Format the listing, from the line containing "The component shall return one point per instance of the woman's" through its end, as a two-column CSV with the columns instruction and points. Give one row per instruction, with its text and its answer each in a single quoted field and line breaks replaced by spaces.

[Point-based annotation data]
───
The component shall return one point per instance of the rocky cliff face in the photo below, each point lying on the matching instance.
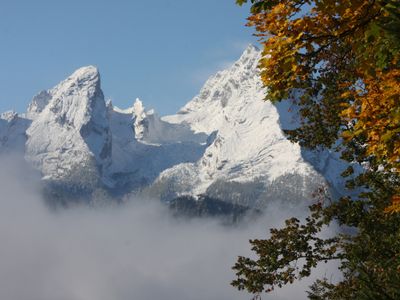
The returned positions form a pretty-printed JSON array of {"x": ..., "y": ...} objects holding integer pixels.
[
  {"x": 70, "y": 128},
  {"x": 227, "y": 143}
]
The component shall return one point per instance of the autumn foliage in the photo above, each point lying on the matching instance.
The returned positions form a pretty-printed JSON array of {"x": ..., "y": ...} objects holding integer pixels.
[{"x": 343, "y": 59}]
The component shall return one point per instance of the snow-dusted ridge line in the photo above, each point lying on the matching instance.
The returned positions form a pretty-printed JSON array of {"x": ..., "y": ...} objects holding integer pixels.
[{"x": 227, "y": 136}]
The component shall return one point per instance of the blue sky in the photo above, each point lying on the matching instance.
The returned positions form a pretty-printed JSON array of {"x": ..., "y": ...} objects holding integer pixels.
[{"x": 161, "y": 51}]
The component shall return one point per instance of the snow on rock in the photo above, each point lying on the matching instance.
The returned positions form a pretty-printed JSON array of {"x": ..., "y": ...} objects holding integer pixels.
[
  {"x": 38, "y": 103},
  {"x": 71, "y": 131},
  {"x": 227, "y": 142},
  {"x": 12, "y": 132},
  {"x": 248, "y": 144}
]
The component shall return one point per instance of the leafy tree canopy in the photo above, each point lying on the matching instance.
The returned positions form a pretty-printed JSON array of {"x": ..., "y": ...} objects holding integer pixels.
[{"x": 343, "y": 57}]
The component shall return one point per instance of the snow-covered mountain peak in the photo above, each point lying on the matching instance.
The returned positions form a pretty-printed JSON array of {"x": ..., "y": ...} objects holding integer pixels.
[
  {"x": 38, "y": 103},
  {"x": 9, "y": 116},
  {"x": 72, "y": 129},
  {"x": 138, "y": 108}
]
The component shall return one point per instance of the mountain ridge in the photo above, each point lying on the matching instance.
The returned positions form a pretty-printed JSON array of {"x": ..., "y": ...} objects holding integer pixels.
[{"x": 227, "y": 142}]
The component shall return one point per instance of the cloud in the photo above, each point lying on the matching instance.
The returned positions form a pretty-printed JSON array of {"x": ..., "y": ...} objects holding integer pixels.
[{"x": 133, "y": 251}]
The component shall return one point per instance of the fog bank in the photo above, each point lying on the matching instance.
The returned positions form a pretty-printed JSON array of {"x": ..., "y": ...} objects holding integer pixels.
[{"x": 132, "y": 251}]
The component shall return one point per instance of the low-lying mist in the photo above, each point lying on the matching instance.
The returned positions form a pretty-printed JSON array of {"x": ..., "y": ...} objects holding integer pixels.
[{"x": 134, "y": 251}]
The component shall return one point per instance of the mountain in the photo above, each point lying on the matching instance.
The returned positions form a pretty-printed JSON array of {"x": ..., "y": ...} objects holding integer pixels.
[{"x": 226, "y": 144}]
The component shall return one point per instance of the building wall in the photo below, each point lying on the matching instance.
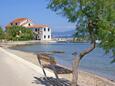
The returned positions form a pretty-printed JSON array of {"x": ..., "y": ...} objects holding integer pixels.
[
  {"x": 46, "y": 33},
  {"x": 42, "y": 33}
]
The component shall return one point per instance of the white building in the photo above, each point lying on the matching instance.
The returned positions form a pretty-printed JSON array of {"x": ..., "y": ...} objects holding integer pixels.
[{"x": 41, "y": 32}]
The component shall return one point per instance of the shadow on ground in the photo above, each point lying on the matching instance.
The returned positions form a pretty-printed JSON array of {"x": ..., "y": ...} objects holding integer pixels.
[{"x": 50, "y": 81}]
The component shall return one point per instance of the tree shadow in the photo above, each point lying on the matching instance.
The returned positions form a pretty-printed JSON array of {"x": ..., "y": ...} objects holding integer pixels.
[{"x": 50, "y": 81}]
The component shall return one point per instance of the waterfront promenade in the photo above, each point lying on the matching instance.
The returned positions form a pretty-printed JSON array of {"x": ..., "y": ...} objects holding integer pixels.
[{"x": 15, "y": 71}]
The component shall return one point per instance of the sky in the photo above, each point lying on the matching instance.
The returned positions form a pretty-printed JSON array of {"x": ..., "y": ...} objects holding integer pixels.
[{"x": 36, "y": 11}]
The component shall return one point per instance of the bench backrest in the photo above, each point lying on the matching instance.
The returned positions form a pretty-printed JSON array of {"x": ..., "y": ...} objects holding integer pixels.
[{"x": 46, "y": 58}]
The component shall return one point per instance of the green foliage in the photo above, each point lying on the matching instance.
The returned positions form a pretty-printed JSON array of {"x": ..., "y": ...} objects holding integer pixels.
[
  {"x": 18, "y": 33},
  {"x": 94, "y": 19}
]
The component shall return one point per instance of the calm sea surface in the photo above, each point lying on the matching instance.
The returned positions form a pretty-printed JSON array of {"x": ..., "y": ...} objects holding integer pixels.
[{"x": 95, "y": 62}]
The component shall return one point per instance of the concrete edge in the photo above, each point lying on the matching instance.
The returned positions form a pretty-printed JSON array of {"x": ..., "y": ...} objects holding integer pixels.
[{"x": 27, "y": 63}]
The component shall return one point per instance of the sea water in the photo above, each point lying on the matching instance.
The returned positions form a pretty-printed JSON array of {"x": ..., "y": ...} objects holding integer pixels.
[{"x": 95, "y": 62}]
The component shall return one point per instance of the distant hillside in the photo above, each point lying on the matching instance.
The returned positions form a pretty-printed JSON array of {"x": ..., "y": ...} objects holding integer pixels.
[{"x": 65, "y": 34}]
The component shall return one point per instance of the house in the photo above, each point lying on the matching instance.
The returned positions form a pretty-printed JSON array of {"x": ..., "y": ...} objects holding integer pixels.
[{"x": 41, "y": 32}]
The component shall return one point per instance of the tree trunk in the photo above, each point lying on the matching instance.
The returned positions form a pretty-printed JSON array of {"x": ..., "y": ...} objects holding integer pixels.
[
  {"x": 75, "y": 67},
  {"x": 76, "y": 62}
]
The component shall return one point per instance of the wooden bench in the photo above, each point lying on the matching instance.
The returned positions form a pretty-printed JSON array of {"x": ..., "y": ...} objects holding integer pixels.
[{"x": 50, "y": 62}]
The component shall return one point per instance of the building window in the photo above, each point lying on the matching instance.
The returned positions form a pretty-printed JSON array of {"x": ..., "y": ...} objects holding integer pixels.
[
  {"x": 29, "y": 24},
  {"x": 44, "y": 36},
  {"x": 48, "y": 29},
  {"x": 44, "y": 29},
  {"x": 36, "y": 29},
  {"x": 48, "y": 36}
]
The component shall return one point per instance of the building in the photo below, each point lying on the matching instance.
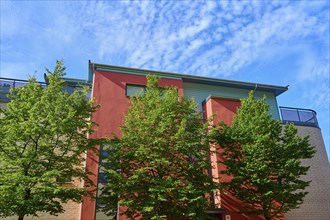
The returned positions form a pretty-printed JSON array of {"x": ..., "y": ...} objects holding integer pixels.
[{"x": 112, "y": 86}]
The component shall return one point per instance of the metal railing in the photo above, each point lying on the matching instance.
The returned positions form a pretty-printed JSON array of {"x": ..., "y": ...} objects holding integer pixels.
[
  {"x": 299, "y": 116},
  {"x": 7, "y": 83}
]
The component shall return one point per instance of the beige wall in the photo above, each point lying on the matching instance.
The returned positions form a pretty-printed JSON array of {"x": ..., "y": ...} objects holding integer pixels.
[{"x": 316, "y": 204}]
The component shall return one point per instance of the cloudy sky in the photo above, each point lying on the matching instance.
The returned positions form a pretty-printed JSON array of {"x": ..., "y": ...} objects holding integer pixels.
[{"x": 279, "y": 42}]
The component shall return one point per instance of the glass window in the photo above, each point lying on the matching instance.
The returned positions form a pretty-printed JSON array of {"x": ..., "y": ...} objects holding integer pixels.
[{"x": 134, "y": 90}]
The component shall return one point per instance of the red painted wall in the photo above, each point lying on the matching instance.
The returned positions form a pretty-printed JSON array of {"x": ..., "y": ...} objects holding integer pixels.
[
  {"x": 109, "y": 92},
  {"x": 225, "y": 110}
]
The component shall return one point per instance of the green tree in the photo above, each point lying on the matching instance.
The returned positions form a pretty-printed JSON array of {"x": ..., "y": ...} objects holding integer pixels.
[
  {"x": 43, "y": 136},
  {"x": 264, "y": 160},
  {"x": 158, "y": 168}
]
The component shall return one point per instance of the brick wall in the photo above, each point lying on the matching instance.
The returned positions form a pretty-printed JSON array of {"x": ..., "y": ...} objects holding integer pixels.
[{"x": 316, "y": 204}]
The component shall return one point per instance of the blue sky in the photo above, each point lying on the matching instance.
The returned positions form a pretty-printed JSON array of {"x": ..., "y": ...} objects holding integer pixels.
[{"x": 279, "y": 42}]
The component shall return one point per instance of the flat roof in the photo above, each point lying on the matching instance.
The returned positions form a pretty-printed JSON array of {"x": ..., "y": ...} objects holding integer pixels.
[{"x": 277, "y": 90}]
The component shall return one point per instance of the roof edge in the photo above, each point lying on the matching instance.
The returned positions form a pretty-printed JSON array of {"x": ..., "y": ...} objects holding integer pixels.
[{"x": 277, "y": 90}]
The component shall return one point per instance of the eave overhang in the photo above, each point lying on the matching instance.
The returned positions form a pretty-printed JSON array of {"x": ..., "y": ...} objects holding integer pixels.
[{"x": 277, "y": 90}]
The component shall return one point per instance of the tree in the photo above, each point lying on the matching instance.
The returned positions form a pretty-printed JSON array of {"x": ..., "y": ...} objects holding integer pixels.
[
  {"x": 264, "y": 160},
  {"x": 43, "y": 134},
  {"x": 158, "y": 168}
]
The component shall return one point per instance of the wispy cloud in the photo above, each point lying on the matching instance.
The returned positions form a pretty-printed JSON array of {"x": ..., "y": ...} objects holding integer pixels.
[{"x": 208, "y": 38}]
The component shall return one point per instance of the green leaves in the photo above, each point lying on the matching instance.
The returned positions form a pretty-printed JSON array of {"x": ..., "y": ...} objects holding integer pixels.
[
  {"x": 264, "y": 159},
  {"x": 43, "y": 133},
  {"x": 158, "y": 166}
]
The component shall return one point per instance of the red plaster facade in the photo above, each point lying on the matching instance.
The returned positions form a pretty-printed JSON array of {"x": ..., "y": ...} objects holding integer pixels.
[{"x": 109, "y": 91}]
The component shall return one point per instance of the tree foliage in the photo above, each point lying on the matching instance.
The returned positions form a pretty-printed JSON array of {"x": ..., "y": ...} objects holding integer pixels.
[
  {"x": 264, "y": 160},
  {"x": 43, "y": 134},
  {"x": 159, "y": 166}
]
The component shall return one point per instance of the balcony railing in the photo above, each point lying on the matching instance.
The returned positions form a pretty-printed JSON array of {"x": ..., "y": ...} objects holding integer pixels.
[
  {"x": 6, "y": 83},
  {"x": 299, "y": 116}
]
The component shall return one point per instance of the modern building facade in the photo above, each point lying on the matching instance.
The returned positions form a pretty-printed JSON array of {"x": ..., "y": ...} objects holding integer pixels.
[{"x": 112, "y": 86}]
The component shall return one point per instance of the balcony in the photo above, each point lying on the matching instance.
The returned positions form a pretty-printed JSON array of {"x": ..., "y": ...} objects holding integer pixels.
[
  {"x": 6, "y": 83},
  {"x": 299, "y": 116}
]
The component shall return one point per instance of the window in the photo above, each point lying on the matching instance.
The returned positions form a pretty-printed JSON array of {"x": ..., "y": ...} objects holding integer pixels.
[{"x": 134, "y": 90}]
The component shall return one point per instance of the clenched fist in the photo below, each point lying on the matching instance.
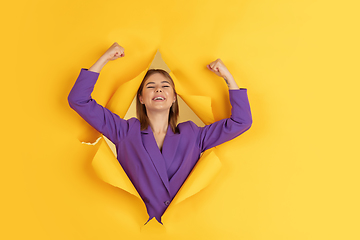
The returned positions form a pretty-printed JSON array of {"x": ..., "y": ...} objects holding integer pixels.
[{"x": 114, "y": 52}]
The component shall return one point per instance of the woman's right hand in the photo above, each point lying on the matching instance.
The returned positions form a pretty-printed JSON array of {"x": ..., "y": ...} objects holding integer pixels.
[{"x": 114, "y": 52}]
───
Correct result:
instruction,points
"The component shall return one point per instance of the woman's right hand in the photo above, each point lying on the matching instance. The returned positions form a pretty-printed JSON array of {""x"": ..., ""y"": ...} objects holding integer pixels.","[{""x"": 114, ""y"": 52}]"